__Task details__: Rewrite the entries below, substituting "please identify" for each occurrence of "kindly pick out" and leaving all other text unchanged.

Pointing dataset entries
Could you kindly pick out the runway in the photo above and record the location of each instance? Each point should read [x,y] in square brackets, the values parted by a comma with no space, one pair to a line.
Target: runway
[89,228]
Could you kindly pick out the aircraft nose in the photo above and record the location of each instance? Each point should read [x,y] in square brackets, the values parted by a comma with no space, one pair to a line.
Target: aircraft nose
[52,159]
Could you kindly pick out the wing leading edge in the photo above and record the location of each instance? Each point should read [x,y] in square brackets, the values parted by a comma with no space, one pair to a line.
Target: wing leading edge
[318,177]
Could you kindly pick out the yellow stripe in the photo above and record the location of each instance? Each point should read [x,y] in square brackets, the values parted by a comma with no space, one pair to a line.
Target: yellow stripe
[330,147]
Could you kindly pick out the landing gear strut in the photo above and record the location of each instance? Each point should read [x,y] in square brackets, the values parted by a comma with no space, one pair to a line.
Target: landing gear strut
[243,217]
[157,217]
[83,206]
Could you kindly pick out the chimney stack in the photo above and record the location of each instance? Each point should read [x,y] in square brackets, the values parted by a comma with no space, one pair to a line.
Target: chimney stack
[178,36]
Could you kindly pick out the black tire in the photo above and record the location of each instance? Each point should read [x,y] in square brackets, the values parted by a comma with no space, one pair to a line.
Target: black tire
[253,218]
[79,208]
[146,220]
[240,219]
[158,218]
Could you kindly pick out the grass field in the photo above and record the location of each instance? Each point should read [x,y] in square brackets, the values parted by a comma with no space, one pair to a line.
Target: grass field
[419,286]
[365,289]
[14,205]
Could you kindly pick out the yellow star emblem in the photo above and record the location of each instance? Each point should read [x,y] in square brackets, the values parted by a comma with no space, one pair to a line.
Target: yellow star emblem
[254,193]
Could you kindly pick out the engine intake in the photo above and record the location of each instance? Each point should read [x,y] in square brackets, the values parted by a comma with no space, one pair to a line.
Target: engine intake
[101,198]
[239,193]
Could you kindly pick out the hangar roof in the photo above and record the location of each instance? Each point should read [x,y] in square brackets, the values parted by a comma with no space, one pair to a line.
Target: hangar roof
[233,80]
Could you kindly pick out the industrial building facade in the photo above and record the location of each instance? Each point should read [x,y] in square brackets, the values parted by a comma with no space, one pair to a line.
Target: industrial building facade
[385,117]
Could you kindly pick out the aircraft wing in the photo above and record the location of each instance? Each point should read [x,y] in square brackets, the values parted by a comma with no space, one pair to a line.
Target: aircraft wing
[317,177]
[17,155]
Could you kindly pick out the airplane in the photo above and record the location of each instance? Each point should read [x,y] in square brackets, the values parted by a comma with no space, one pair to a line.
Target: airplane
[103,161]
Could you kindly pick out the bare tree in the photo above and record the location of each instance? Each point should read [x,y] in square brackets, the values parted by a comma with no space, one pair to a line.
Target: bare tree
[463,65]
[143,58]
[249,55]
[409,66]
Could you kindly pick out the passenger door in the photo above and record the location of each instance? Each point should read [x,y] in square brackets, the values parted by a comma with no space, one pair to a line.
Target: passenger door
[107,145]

__Answer in full__:
Could you please identify the runway in the photo above and record the location of each instance? Each point should read [x,y] in square brackets, the values parted by a comma with no space, one pair to a line.
Target: runway
[89,228]
Could you please identify the aircraft nose in the photo above and record the location of each instance? Each point should read [x,y] in square brackets, the values parted by a comma with no space, one pair to a line.
Target: aircraft nose
[52,159]
Could you please identify the wing leading edge in the photo above and record the location of each instance? Each point should read [x,y] in square brackets, the values parted by a comma with no space, one pair to a line.
Target: wing leading edge
[318,177]
Could you please identify the yellow stripe in the photo above and record the location of each instance? Each point should read [x,y] in square brackets, the values parted by a comma with no space, one pair to a line.
Target: yellow stripe
[330,147]
Could you please identify the landing gear strut in the photo above and record the location of each instance? Each point should read [x,y] in square brackets, the values parted by a comma with no space, one pair to a line.
Target: landing gear strut
[243,217]
[157,217]
[83,206]
Could you please identify the chimney stack in the photo above and record the location of each instance? Each point should read [x,y] in square brackets, the values parted by a comma with no space, one pair to a line.
Target: chimney stack
[178,36]
Could you please identify the black tire in the photo above and record the location of each instance? Each point should read [x,y] in square brackets, the values parted by a comma with no space, one pair to a line.
Target: black tire
[253,218]
[79,208]
[146,220]
[240,219]
[158,218]
Could you please identify the grass field in the photo above and record the location of each instance? Each point should read [x,y] in square brackets, the values parted by a comma with no space, one pair to a line.
Target: grass field
[419,286]
[365,289]
[14,205]
Could you please identify the yellow star emblem in the photo above and record the location of each instance? Each point should read [x,y] in square brackets, the values parted by a comma with no space, one pair to a line.
Target: yellow star emblem
[254,193]
Could you please identify the engine intake in the photo above and record the location of each instance? Each point should read [x,y] in square brackets, the values parted by a comma with no space, one pair to a line.
Target: engine intake
[101,198]
[239,193]
Could you please identify the hangar roof in the photo above and record the location of each instance? Each point should read [x,y] in square brackets, the values parted by a comma with no space, one pair to a line.
Target: hangar roof
[233,80]
Could you please identify the industrial building facade in the photo above and record the location of each instance? Each point should read [x,y] in square brackets, the values parted by a comma with no space, one pair to a line.
Target: industrial building facade
[385,117]
Could you please identify the aircraft wing in the photo above and record the location of each instance? Each point should read [x,y] in square brackets, the values parted by a comma with no space, one pair to a line.
Target: aircraft wing
[317,177]
[17,155]
Could you please identify the airplane in the photo above and record the location of each instance? Each point should read [x,y] in square brackets, the values parted by a comma with no space, one pair to a line.
Target: airplane
[103,161]
Could you please identify the bare tree in the photo above and record the location of each instance? Each point should read [x,y] in square brackets, the values parted by a comma with no space, one pair to a line.
Target: bare tree
[463,65]
[143,58]
[249,55]
[409,66]
Could you please identify the passenger door in the photo above and record the location of each instance? Each point should read [x,y] in square brackets, the values parted by a comma with no space, one pair to a line.
Target: passenger door
[107,145]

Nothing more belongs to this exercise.